These words acquire new meaning if we think of what is occurring at only a short distance from here, at the present border of the European Union.

Nobody can remain indifferent in the face of the brutal aggression of the Russian Federation against Ukraine, a sovereign, free, independent, and democratic Country whose population is subjected to targeted and criminal attacks that kill brutally by ruthlessly targeting civilian infrastructure with the aim of leaving the population to freeze and in the dark.

Today Europe is witnessing crimes that are the fruit of a renewed nationalistic exacerbation that presumes to violate borders and conquer territories, claiming the presence of population groups that belong to the same culture.

How can we avoid thinking of the events regarding Sudetenland and the populations of German origin who lived there and of the Munich Agreement that paved the way to World War II?

In the face of this senseless attempt to overturn the rules of international order, the European Union has shown to be able to react firmly and – with unity of intents – will continue to support Ukraine.

A support that can be expressed in a variety of ways and you and your University set an invaluable example.

Allow me to recall that since the very beginning of the conflict you have welcomed here more than one thousand refugees, making available not only spaces, but also your time and your knowledge, offering them legal and psychological assistance and training to assure them the dignity that others wanted to rob them of.

A show of effort and solidarity that was repeated throughout the Polish territory, where more than one and a half million Ukrainian refugees have found shelter, as in many other States of the European Union, thus giving proof of their capacity to act.

Today we must all work to preserve the value of this unity.

It is a commodity that must absolutely be safeguarded.

To successfully overcome the serious consequences of the persisting conflict – from the explosion of migration phenomena to growing economic and social inequalities and energy and food insecurity – is the challenge that Europeans are called upon to meet.

We need to lucidly understand that the aim of defending peace among nations, tackling the global risks that affect the whole world – a mission from which we are now guiltily distracted by Russia’s raging warfare – primarily means to spurn the temptation to fragment the solidarity among free Countries that is enshrined in the experience of the Atlantic Alliance and of the European Union.

European and Euro-Atlantic security are indivisible concepts if we are to be able to defend ourselves jointly and with determination and to ensure and develop Europe’s democratic and social model.

How can we achieve this unity?

Jean Monnet, one of the inspirers of the European unification process, reminded us – as we all know – that Europe would be built in a period of crisis and that it would result from the solutions that it would be capable of giving to solve those crises.

So, every day is a test bench for us.

But it would be entirely inappropriate to think of Europe as the fruit of an exhausting race to tackle problems dictated by others, in an international scenario decided by others.

In other terms, the need to turn Europe into a key player is not adequately met by the vision of the Union as a temporary and varying sum of national moods and interests and therefore, by definition, perennially unstable.

Of assistance, in this respect, is another indication, this time by Robert Schuman who believed that the European process “will be built through concrete achievements which first create a de facto solidarity”.

Meaning thereby that this is the process that gives shape to an identity of values and a commonality of fate that involve the people who enliven it through the fully democratic process in which European citizens are key players.

After all, Europe was born out of a great project of peace, as a vision of development capable of overcoming historically contrasting stands, such as between Germany and France.

We now need an equally wise and firm vision.

In the early 1950s wanting to share energy resources in the European Coal and Steel Community must have seemed to be visionary to many people and instead it came into being, thus kicking off the construction of Europe after the setback suffered with the shelving of the European Defence Community.

◆ Supplied records ◆
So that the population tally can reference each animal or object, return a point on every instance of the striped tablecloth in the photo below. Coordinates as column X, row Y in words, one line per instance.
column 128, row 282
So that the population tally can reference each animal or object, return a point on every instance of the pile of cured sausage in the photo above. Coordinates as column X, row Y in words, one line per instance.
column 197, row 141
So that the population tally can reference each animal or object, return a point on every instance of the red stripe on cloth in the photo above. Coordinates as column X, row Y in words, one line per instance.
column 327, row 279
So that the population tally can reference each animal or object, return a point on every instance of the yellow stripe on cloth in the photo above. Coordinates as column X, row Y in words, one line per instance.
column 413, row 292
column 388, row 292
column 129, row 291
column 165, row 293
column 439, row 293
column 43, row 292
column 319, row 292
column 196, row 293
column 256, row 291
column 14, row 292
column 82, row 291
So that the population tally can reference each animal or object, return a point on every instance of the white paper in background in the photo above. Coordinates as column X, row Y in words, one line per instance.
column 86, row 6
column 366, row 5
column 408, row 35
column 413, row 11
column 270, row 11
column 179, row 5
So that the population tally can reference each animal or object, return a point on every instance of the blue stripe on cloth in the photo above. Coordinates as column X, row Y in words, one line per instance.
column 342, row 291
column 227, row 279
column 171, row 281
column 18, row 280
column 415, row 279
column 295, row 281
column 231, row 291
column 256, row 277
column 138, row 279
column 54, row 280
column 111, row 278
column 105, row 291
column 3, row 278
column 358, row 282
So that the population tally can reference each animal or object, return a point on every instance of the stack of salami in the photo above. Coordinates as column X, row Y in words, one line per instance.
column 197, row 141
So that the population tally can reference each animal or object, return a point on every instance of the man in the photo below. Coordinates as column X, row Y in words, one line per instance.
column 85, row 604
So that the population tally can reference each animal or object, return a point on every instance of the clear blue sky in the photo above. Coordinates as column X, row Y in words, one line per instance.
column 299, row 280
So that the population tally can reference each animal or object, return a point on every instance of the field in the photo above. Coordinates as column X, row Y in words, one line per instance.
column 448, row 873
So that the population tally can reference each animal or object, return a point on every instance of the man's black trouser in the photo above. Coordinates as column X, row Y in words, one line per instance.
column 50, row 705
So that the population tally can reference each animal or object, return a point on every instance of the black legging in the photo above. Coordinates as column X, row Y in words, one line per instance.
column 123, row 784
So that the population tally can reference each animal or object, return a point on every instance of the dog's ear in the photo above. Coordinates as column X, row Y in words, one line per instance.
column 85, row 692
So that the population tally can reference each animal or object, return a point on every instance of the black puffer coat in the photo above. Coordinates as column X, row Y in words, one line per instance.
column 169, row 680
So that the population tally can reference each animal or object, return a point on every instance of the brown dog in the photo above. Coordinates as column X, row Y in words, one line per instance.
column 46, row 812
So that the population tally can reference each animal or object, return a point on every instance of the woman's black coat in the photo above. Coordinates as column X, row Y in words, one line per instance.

◆ Exercise ◆
Could you continue the remarks on European unity and the war in Ukraine, starting after the sentence about the European Coal and Steel Community and the shelving of the European Defence Community?

◆ Reply ◆
The European Union is first of all a community of values that sees the refusal of war as a conflict settlement tool, and respect for the Rule of Law, democracy, dialogue, social cohesion and giving youths prospects of self-realization as its founding principles.

For all this, Europe belongs to its citizens.

It is a model of success pursued as an ideal goal in other continents.

Partaking in this project means sharing its founding values and, with a spirit of solidarity and responsibility, making a daily commitment to uphold the rights sanctioned in the Charter of Values of the European Union.

Dear students,

this too is a task that is certainly not unknown to you.

The Polish Culture has been an example of modernity and courage.

To mind comes Maria Salomea Sklodowska, born in Warsaw over 150 years ago and better known internationally as Marie Curie, the first woman in history to be awarded a Nobel Prize.

Ms. Sklodowska moved to Paris to study at the Sorbonne. She was a European citizen capable of following in the steps of the clerici vagantes – an ante litteram experience of the Erasmus generation and apply it to women.

At the time, this Polish scientist demolished stereotypes and prejudices and achieved results that were unimaginable before her, thus paving the way for all the young women who took the same path after her, also at the cost of personal sacrifices and attacks.

Marie Sklodowska Curie used to say that “the way of progress is neither swift nor easy” but it is our task to make sure that the way remains open for all those who will want to take that road.

The European Union is questioning itself on this historic phase – firstly through the Conference on the Future of the Union, which must be assured a positive outcome – and on the best tools to defend our democracies and thereby the future of young Europeans.

We look at Europe as a large community of free women and men who, together, can forge their own destiny.

We look at how to materialize the prospect of the European Union’s strategic autonomy, capable of assuring a dissuasive deterrence, knowing that this means further strengthening – and not weakening – our alliances, which is the point of strength of our defence system.

I am thinking of the relations between the European Union and the Atlantic Alliance and of those with the United States which, in the security crisis that our continent is undergoing, have sided with Ukraine and with their allies.

After all, if the amounts earmarked to reinforce the defence system by single EU Countries (which, taken together, greatly exceed those of possible competitors), were factored together, they would become an unbeatable driving force, also to the advantage of the Atlantic Alliance.

But, with courage and foresight, we need to overcome the contradiction between, on the one hand, wanting to aim for a solid European defence framework without succeeding, on the other hand, to overcome the diffidence of those who hesitate to move forward along the road to integration. The one cannot exist without the other.

An albeit convenient framework of economic cooperation can never be sufficient to mutually assure security; it requires the solidity of a fully fledged community of shared values.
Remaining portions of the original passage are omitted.